LISTA DE TAREFAS:
- A) Transcreva literalmente a parte da reportagem sobre Marina Silva que começa nas palavras "O conservadorismo religioso" e termina depois de "proposta de plebiscito.".
- B) Responda com base na reportagem sobre Marina Silva:
(i) Em que área estará a prioridade da candidata?
(ii) Por qual partido ela é candidata?
(iii) O que ela propõe diante de questões sensíveis como a liberalização do aborto?
- C) Dê continuidade à reportagem sobre Marina Silva a partir do ponto em que ela termina.

#### TRECHO SELECIONADO ####

|
Texto Anterior | Próximo Texto | Índice | Comunicar Erros
Marina quer priorizar educação e evitar temas mais polêmicos
Ao se aproximar de economistas
como Eduardo Gianetti, candidata
assumiu compromisso com a
austeridade fiscal ; cortes
financiariam obras que sigam
modelo de descarbonização
MARINA TAMBÉM PROMETE AUMENTAR FUNDOS E SERVIÇOS EM SAÚDE E SEGURANÇA SEM ESCLARECER BEM DE ONDE SAIRÁ O DINHEIRO
MARCELO LEITE
DE SÃO PAULO
O Brasil de Marina Silva
será um país austero. Sob vários aspectos, até mesmo
conservador. Não, porém,
convencional, como se espera de uma presidente verde.
Sua prioridade estará na
educação, não no ambiente.
Em lugar de um Plano de
Aceleração da Sustentabilidade, quer marcar sua eventual gestão por um PAE, com
"e" de educação e alvo na
inovação tecnológica.
O conservadorismo religioso da candidata do PV
pouco ou nada influenciará
suas políticas. Confrontada
com questões sensíveis como liberalização do aborto,
ela sai pela tangente com a
proposta de plebiscito.

#### ENTRADAS EXIBIDAS ####

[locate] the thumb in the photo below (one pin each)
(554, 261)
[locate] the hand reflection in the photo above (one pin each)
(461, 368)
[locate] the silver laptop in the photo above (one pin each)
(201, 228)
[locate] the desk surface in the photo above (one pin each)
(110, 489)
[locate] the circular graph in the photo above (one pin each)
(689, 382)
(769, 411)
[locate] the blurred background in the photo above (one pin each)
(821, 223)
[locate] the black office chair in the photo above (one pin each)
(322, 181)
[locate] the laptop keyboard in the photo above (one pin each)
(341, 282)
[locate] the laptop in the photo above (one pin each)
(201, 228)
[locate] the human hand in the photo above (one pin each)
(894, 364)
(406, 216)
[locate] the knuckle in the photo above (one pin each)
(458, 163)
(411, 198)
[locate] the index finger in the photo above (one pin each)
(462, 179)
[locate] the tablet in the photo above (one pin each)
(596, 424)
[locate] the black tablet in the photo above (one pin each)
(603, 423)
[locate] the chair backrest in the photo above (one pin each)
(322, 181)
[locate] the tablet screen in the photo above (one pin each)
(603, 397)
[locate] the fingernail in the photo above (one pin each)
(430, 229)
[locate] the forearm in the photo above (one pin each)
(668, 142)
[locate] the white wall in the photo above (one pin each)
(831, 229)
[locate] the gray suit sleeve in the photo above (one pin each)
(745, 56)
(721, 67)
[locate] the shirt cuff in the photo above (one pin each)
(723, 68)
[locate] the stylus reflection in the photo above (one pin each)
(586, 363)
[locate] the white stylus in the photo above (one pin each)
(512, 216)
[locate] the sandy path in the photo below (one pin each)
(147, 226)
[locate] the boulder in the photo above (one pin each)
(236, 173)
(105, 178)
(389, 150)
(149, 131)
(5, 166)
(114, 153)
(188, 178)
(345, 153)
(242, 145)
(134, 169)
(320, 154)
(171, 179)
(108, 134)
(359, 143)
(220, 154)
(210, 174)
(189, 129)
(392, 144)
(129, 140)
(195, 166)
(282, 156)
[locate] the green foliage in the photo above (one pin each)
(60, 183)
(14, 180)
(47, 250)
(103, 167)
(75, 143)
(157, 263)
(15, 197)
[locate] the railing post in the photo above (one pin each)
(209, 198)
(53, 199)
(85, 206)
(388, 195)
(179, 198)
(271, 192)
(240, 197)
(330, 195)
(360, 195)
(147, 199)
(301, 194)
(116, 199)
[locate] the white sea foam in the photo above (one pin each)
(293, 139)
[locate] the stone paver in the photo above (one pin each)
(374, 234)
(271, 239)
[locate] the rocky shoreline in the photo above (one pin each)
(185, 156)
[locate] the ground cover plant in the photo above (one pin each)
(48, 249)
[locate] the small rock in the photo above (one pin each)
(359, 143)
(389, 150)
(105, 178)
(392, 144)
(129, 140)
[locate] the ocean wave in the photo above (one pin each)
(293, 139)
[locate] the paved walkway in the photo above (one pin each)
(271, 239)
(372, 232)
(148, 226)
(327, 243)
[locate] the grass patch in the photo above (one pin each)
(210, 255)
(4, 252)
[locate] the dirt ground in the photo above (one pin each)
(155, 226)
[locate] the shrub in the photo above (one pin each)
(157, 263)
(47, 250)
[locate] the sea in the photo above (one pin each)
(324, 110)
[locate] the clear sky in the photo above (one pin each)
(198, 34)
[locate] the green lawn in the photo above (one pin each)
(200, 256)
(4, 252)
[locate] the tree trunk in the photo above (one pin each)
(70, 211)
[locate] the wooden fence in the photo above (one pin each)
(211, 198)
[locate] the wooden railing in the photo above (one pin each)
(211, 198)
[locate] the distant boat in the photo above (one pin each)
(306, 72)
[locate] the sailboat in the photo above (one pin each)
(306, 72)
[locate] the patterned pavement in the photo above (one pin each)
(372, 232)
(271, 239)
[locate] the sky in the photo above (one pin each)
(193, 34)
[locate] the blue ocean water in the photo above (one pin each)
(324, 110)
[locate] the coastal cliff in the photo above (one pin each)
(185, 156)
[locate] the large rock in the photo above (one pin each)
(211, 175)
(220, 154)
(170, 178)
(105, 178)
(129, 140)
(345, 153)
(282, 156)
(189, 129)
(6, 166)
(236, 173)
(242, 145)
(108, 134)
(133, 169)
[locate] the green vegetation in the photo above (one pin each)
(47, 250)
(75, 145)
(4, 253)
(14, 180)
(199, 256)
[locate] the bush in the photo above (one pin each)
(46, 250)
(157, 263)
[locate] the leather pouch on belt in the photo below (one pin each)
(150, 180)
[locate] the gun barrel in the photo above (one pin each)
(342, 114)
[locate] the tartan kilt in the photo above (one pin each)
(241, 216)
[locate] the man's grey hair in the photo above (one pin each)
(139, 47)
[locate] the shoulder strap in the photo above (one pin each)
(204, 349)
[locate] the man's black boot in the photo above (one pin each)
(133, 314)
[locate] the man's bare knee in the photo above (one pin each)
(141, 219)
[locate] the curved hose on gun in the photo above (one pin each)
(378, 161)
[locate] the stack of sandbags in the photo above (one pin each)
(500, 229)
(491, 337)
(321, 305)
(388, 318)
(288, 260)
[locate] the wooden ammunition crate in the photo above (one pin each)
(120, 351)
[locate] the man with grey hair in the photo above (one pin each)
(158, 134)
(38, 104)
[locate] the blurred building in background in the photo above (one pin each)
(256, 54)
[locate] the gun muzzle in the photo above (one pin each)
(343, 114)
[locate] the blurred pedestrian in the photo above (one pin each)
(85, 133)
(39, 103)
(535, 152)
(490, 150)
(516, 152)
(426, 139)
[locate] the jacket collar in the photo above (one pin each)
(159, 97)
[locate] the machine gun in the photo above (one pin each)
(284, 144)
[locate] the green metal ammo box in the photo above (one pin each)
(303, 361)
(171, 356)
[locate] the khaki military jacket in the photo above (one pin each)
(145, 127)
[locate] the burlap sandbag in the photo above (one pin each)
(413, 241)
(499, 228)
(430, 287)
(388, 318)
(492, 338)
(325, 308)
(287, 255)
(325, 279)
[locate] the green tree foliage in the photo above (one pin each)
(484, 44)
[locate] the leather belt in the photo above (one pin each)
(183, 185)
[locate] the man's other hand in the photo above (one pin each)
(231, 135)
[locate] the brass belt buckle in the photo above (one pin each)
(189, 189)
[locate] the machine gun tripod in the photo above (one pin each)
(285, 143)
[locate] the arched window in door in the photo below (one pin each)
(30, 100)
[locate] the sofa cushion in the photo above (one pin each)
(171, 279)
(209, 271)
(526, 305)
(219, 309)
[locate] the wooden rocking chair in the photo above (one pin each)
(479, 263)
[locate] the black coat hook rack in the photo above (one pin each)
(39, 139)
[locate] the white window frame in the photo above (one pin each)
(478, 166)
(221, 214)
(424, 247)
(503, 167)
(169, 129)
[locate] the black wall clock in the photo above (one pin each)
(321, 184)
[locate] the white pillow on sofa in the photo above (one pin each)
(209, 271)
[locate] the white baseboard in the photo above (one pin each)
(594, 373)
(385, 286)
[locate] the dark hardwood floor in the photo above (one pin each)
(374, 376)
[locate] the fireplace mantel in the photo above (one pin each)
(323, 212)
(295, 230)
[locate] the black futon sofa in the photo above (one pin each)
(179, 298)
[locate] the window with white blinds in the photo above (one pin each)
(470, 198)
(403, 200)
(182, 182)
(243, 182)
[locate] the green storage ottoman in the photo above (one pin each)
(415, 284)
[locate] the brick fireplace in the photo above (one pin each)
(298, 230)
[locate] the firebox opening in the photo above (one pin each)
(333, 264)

####

PROBLEMAS RESOLVIDOS:
- A)
O conservadorismo religioso da candidata do PV
pouco ou nada influenciará
suas políticas. Confrontada
com questões sensíveis como liberalização do aborto,
ela sai pela tangente com a
proposta de plebiscito.

- B)
(i) Na educação.
(ii) Pelo PV.
(iii) Um plebiscito.

- C)
Em 125 proposições apresentadas por ela durante
dois mandatos no Senado,
nenhuma parece obviamente relacionada a igrejas evangélicas, como a sua Assembleia de Deus.
AUSTERIDADE FISCAL
É na gestão da macroeconomia que se revelará sua face mais conservadora.
Assessorada por economistas como Eduardo Giannetti da Fonseca, Marina assumiu compromisso com a
manutenção da política econômica de FHC e Lula, calcada em metas de inflação,
câmbio flutuante e independência do Banco Central.
O passo adiante será deslocar a ênfase da taxa de juros para o controle do gasto
público. Um dos raros compromissos quantitativos nas
diretrizes para um programa
de governo é a meta de restringir o aumento da despesa
a 50% do avanço do PIB.
Fala-se, também, em reduzir o número de cargos federais de livre provimento. Na
mesma linha, as diretrizes
prometem rever "programas
extraordinários de anistia
fiscal", como o Refis.
A obtenção de altos superavits primários não terá por
objetivo financiar o consumo, e sim aumentar a capacidade de investimento do Estado. Não em um rol de obras
de interesse de oligarquias
estaduais e empresários apadrinhados pelo BNDES, como no PAC, mas com planejamento balizado pela descarbonização da economia.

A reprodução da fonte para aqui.